- [Page text]

● ● ● ● ●

- Scavengers' Paradise poster
- 同撈同煲
- Genre: Musical drama
- Starring: Roger Kwok Myolie Wu Kenneth Ma Cherie Kong Wayne Lai
- Opening theme: "沙煲兄弟闖情關" by Roger Kwok, Kenneth Ma, Myolie Wu, & Cherie Kong
- Country of origin: Hong Kong
- Original language: Cantonese
- No. of episodes: 20

Production
- Producer: Kwan Wing Chung
- Running time: 45 minutes (approx.)

Original release
- Network: TVB
- Release: April 11 – May 6, 2005

= Scavengers' Paradise =

Scavengers' Paradise (同撈同煲) is a TVB period drama series broadcast in April 2005.

==Synopsis==
Tang Wai-Cheung (Roger Kwok) leaves mainland China to 1960s Hong Kong to look for his long lost relative Tang Geng-Jue (Kenneth Ma). Tang Wai-Cheung falls in love with Cheng Bik-Wan (Myolie Wu). They all live together in a poor HK housing project. Eventually, they all get rich from a family inheritance. The story has elements of comedy and musical.

● ● ● ● ●

- [Supplied material]
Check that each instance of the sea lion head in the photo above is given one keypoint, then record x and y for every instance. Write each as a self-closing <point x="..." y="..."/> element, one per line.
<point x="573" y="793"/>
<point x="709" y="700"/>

● ● ● ● ●

- [Exercise A]
Using the Scavengers' Paradise page, answer each question:
(i) On which network was the series shown?
(ii) How many episodes does it have?
(iii) Whom does Tang Wai-Cheung fall in love with?
- [Exercise B] Recast the paragraph of the Scavengers' Paradise page that starts "Tang Wai-Cheung (Roger Kwok) leaves" as a short list, keeping its main facts.
These lines aren't needed for anything here.

- [Right answer A]
(i) TVB
(ii) 20
(iii) Cheng Bik-Wan (Myolie Wu)

- [Right answer B]
- Tang Wai-Cheung (Roger Kwok) goes from mainland China to 1960s Hong Kong to find his long-lost relative Tang Geng-Jue (Kenneth Ma).
- He falls in love with Cheng Bik-Wan (Myolie Wu).
- They all live together in a poor Hong Kong housing project.
- A family inheritance eventually makes them all rich.
- The story mixes comedy and musical elements.